**STORED DATA**
#####

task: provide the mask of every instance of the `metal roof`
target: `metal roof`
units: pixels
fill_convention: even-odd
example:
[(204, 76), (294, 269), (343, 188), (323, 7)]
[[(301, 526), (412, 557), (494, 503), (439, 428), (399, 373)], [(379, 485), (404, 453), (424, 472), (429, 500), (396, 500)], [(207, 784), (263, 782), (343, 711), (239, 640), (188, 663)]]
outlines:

#####

**WORK REQUIRED**
Set down the lines above word for word, keeping every character as it appears.

**ANSWER TO THE PROBLEM**
task: provide the mask of every instance of the `metal roof`
target: `metal roof`
units: pixels
fill_convention: even-odd
example:
[(204, 76), (294, 269), (343, 188), (323, 7)]
[[(301, 526), (412, 557), (494, 503), (439, 428), (399, 373)], [(379, 485), (404, 453), (424, 472), (429, 500), (396, 500)], [(207, 784), (263, 782), (343, 711), (239, 640), (188, 663)]]
outlines:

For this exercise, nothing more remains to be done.